▸ INPUT MATERIAL
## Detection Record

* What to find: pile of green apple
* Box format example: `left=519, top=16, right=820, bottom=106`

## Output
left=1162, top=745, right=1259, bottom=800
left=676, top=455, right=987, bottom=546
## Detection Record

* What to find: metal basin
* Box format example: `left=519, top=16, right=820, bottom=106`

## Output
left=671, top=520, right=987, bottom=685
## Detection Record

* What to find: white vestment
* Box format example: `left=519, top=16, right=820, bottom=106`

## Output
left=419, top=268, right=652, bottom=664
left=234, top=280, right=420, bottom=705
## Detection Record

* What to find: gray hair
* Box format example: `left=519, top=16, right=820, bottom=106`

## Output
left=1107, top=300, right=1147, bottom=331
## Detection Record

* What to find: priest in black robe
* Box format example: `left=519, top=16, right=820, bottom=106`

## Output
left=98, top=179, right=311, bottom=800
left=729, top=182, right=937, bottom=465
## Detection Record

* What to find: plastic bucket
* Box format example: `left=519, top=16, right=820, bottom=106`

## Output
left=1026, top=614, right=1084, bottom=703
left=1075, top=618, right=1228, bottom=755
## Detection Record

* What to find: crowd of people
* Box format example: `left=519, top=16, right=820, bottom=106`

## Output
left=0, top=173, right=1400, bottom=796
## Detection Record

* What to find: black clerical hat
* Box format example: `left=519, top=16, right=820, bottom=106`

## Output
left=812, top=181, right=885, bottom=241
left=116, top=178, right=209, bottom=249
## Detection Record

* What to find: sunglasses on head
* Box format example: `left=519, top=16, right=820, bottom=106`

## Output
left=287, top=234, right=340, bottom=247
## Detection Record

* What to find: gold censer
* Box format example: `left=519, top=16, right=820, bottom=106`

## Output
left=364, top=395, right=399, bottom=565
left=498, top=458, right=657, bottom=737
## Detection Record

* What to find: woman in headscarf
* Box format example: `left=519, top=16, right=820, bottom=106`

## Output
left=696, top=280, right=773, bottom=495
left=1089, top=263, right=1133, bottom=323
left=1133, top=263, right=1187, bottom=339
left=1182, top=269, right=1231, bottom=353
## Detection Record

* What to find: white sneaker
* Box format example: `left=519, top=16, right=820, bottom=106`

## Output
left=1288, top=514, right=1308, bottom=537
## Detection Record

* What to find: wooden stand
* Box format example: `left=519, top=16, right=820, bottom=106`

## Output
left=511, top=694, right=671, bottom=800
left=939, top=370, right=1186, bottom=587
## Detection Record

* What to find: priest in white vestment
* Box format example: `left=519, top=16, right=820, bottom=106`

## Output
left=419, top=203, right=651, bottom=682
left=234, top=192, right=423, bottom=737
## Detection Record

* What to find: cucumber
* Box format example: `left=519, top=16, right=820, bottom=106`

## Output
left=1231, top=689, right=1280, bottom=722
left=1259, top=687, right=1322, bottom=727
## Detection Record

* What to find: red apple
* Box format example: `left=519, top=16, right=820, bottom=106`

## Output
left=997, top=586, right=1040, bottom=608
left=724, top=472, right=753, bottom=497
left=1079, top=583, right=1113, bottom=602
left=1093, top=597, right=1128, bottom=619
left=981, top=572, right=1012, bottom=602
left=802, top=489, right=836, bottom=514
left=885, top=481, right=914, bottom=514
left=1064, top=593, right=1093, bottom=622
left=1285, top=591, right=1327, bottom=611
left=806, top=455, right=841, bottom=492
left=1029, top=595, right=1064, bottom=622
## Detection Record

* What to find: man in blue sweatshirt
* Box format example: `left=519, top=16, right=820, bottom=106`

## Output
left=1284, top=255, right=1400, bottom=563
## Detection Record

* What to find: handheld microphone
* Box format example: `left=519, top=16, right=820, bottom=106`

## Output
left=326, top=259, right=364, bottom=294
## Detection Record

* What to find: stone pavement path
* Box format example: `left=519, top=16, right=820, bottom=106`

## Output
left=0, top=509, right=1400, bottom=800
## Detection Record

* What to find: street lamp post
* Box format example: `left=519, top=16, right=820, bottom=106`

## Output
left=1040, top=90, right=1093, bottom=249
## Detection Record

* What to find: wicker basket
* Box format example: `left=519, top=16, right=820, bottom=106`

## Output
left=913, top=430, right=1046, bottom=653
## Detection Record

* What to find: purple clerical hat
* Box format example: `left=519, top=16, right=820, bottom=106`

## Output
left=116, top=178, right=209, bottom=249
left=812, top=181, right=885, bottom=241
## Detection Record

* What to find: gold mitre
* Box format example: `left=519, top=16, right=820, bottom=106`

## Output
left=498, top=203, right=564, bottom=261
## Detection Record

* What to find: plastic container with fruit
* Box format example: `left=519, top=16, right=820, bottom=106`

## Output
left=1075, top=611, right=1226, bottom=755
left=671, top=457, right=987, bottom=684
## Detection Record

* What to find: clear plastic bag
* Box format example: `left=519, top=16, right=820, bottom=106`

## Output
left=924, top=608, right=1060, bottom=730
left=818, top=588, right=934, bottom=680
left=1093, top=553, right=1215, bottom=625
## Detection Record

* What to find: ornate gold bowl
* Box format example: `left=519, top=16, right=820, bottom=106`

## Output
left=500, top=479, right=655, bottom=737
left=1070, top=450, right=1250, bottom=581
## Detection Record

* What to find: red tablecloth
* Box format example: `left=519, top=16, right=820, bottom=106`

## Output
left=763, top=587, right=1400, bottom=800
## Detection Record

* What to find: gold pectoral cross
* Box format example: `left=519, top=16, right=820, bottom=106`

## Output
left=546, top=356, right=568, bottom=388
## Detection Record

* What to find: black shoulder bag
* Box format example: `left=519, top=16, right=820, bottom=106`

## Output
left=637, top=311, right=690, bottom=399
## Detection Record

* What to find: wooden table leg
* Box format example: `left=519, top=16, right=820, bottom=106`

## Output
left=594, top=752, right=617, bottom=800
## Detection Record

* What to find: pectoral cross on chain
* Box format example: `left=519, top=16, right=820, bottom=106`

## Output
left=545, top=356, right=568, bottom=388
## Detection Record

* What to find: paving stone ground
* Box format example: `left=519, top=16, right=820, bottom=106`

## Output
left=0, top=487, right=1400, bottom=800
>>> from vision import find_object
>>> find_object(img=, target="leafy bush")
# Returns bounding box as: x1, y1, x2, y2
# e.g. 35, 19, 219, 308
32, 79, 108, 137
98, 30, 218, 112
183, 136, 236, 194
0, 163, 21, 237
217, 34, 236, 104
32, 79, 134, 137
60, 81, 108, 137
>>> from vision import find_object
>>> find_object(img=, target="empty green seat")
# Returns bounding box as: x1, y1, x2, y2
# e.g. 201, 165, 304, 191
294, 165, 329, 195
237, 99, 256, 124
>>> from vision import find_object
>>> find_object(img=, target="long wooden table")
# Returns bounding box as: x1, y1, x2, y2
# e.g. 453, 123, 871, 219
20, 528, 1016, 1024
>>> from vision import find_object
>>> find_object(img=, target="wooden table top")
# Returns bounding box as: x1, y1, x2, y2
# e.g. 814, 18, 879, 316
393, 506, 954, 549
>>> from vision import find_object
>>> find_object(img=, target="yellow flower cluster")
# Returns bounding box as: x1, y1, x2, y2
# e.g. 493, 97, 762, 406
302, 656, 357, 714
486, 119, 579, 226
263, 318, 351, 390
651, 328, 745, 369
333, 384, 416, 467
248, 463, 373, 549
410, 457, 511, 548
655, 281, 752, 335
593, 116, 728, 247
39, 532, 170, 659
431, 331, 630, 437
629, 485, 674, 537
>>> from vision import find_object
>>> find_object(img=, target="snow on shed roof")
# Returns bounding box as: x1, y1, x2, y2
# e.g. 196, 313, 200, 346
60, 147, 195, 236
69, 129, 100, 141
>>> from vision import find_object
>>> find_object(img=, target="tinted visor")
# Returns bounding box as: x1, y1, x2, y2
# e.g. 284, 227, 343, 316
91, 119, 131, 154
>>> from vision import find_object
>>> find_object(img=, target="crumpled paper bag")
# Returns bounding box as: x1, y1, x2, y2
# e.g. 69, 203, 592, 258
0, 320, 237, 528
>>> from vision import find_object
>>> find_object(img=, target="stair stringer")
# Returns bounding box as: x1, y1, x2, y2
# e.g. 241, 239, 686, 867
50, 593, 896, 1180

▸ OBJECTIVE
How many lines in the records above contain the word "apple"? Case counts. Reply with the number alone.

▸ CORRECT ANSWER
2